### Problems and tasks
(a) Translate this sentence from the opinion in Jones v. Georgia into Spanish: "The motion for leave to proceed in forma pauperis and the petition for a writ of certiorari are granted."
(b) According to the opinion in Jones v. Georgia, for what crime was the petitioner convicted?

Jones v. Georgia/Opinion of the Court
The motion for leave to proceed in forma pauperis and the petition for a writ of certiorari are granted.
Petitioner appealed his conviction for murder to the Georgia Supreme Court where he sought reversal on the ground, among others, that the evidence relevant to his claim of systematic exclusion of Negroes from the grand and petit juries drawn in the county established a prima facie case of the denial of equal protection within our decision in Whitus v. State of Georgia, 385 U.S. 545, 87 S.Ct. 643, 17 L.Ed.2d 599. The Georgia Supreme Court affirmed the conviction stating that Whitus was distinguishable because 'public officers are presumed to have discharged their sworn official duties. * * * Under the testimony in this case we cannot assume that the jury commissioners did not eliminate prospective jurors on the basis of their competency to serve, rather than because of racial discrimination.' 223 Ga. 157, 162, 154 S.E.2d 228, 232.

### Rows
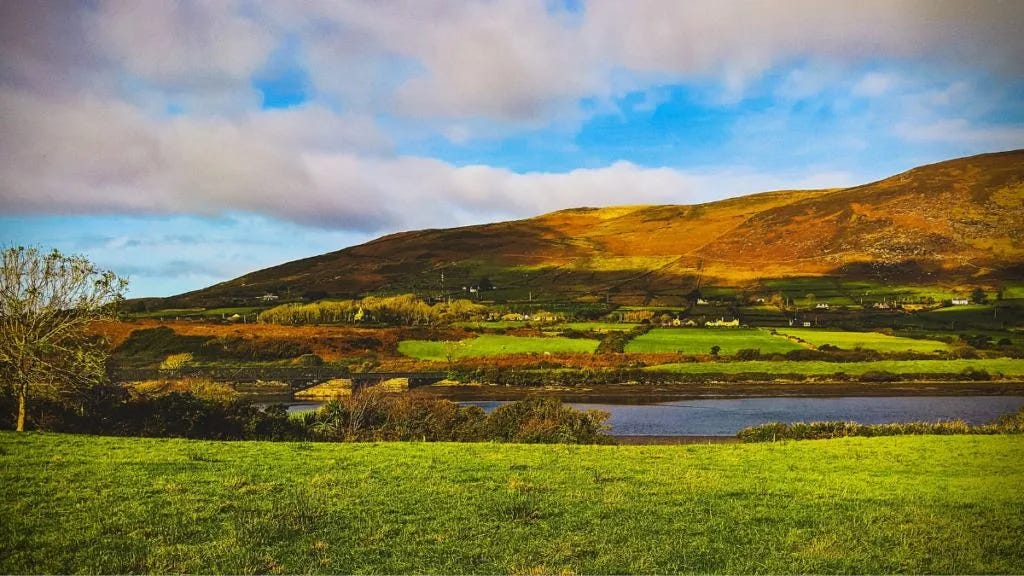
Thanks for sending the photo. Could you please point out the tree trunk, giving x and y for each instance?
(20, 410)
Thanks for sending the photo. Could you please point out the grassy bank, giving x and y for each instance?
(920, 504)
(1005, 366)
(699, 340)
(867, 340)
(495, 344)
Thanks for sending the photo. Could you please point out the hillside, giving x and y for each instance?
(952, 222)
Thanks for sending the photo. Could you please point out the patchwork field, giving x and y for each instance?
(1005, 366)
(699, 340)
(868, 340)
(901, 504)
(495, 344)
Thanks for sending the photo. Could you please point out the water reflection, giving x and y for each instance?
(726, 417)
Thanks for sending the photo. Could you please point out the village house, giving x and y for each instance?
(722, 323)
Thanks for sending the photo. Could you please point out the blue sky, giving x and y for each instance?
(183, 144)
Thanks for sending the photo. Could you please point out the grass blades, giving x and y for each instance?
(918, 504)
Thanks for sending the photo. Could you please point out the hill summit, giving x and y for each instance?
(955, 221)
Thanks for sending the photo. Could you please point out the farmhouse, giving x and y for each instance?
(722, 323)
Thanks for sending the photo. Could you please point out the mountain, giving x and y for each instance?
(953, 222)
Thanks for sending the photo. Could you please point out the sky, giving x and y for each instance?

### Solutions for each task
(a) Se conceden la solicitud de autorización para litigar in forma pauperis y la petición de auto de certiorari.

(b) Murder.